#### [GOAL OF THE EXERCISE]
Scan the entries below for the word "twig". Copy each line that has it.

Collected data
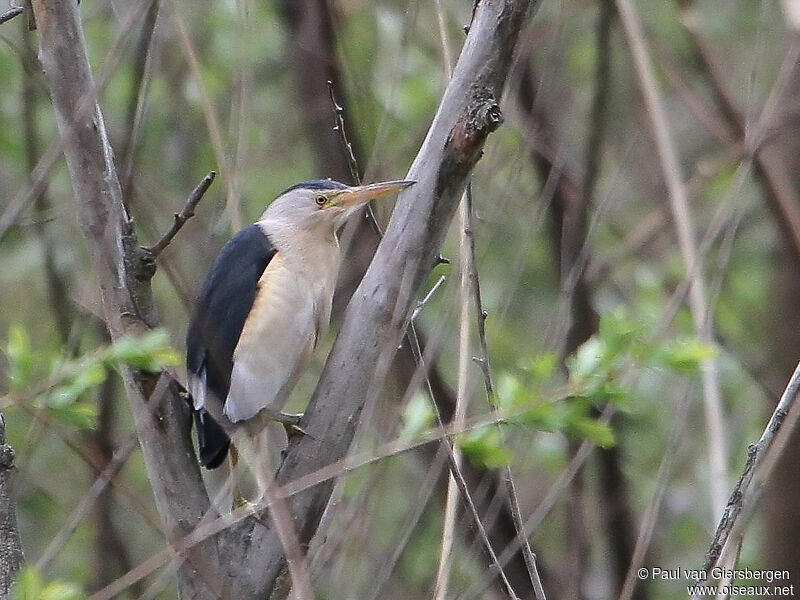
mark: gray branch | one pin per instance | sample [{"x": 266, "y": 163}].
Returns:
[
  {"x": 161, "y": 418},
  {"x": 11, "y": 557},
  {"x": 374, "y": 323},
  {"x": 378, "y": 313}
]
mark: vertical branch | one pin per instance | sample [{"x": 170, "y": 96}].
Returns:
[
  {"x": 56, "y": 284},
  {"x": 161, "y": 415},
  {"x": 317, "y": 73},
  {"x": 679, "y": 206},
  {"x": 11, "y": 556}
]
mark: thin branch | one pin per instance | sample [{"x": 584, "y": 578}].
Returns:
[
  {"x": 137, "y": 101},
  {"x": 679, "y": 205},
  {"x": 779, "y": 192},
  {"x": 662, "y": 480},
  {"x": 84, "y": 507},
  {"x": 39, "y": 175},
  {"x": 161, "y": 415},
  {"x": 11, "y": 555},
  {"x": 338, "y": 112},
  {"x": 421, "y": 303},
  {"x": 10, "y": 14},
  {"x": 457, "y": 476},
  {"x": 302, "y": 484},
  {"x": 185, "y": 214},
  {"x": 212, "y": 122},
  {"x": 483, "y": 361},
  {"x": 743, "y": 496}
]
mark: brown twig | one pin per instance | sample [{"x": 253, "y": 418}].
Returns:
[
  {"x": 185, "y": 214},
  {"x": 10, "y": 14},
  {"x": 483, "y": 362},
  {"x": 11, "y": 555},
  {"x": 743, "y": 496},
  {"x": 454, "y": 462},
  {"x": 684, "y": 228},
  {"x": 338, "y": 112}
]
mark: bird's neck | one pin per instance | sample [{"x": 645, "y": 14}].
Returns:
[{"x": 316, "y": 249}]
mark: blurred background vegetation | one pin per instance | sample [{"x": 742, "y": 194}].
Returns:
[{"x": 572, "y": 231}]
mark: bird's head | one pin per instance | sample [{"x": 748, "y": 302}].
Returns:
[{"x": 326, "y": 203}]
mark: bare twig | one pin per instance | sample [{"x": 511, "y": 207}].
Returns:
[
  {"x": 457, "y": 476},
  {"x": 654, "y": 507},
  {"x": 84, "y": 507},
  {"x": 421, "y": 303},
  {"x": 338, "y": 112},
  {"x": 212, "y": 122},
  {"x": 679, "y": 205},
  {"x": 298, "y": 486},
  {"x": 185, "y": 214},
  {"x": 743, "y": 496},
  {"x": 11, "y": 556},
  {"x": 483, "y": 362},
  {"x": 10, "y": 14},
  {"x": 137, "y": 101},
  {"x": 39, "y": 175}
]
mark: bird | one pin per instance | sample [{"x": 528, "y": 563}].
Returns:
[{"x": 262, "y": 310}]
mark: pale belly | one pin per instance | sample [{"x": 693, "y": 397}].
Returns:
[{"x": 275, "y": 345}]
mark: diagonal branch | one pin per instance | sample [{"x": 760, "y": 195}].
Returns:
[
  {"x": 161, "y": 417},
  {"x": 376, "y": 317}
]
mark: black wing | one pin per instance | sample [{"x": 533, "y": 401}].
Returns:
[{"x": 221, "y": 310}]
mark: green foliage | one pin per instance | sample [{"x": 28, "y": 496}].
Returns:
[
  {"x": 484, "y": 447},
  {"x": 594, "y": 375},
  {"x": 63, "y": 388},
  {"x": 21, "y": 359},
  {"x": 29, "y": 585}
]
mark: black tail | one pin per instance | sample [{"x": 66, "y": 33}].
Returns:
[{"x": 211, "y": 438}]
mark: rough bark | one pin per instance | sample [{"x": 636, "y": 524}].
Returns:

#### [ANSWER BOX]
mark: brown twig | one pin per instance | sample [{"x": 253, "y": 418}].
mark: bare twig | one pin per instance | sample [{"x": 511, "y": 207}].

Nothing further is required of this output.